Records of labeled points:
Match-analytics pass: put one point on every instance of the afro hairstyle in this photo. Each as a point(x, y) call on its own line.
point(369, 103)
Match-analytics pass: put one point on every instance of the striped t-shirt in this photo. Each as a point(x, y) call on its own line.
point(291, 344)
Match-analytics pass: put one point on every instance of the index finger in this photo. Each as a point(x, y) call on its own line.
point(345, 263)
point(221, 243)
==
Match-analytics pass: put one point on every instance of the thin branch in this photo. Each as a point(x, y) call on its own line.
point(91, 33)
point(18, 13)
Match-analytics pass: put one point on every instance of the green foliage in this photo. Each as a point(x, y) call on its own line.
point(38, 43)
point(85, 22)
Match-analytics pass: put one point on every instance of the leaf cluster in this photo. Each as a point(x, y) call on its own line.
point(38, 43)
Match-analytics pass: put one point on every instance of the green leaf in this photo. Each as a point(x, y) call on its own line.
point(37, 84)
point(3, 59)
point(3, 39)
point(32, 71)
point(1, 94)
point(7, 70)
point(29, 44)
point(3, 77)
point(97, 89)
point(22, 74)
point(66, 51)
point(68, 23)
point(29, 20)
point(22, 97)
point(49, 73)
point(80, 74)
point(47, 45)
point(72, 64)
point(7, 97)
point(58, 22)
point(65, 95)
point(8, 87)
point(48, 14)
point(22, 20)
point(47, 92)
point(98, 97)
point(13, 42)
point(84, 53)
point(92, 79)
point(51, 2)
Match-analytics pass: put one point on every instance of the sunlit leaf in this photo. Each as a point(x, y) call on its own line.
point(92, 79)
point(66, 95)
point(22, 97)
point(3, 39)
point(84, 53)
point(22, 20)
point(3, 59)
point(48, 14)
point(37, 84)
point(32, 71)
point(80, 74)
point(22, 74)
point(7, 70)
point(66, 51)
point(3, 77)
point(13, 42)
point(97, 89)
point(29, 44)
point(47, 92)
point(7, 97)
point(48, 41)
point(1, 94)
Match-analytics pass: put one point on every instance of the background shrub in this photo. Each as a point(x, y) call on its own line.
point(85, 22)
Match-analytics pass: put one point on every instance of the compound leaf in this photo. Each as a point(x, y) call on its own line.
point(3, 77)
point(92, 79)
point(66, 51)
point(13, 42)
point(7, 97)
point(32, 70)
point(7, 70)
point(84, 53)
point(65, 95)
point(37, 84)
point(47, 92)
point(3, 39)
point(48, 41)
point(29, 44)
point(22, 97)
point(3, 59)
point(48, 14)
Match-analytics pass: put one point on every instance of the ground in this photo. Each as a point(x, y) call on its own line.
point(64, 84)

EXERCISE DESCRIPTION
Count the lines of the entries above that contain the word "green", matching case exactly, and give only the number.

PROBLEM SOLUTION
2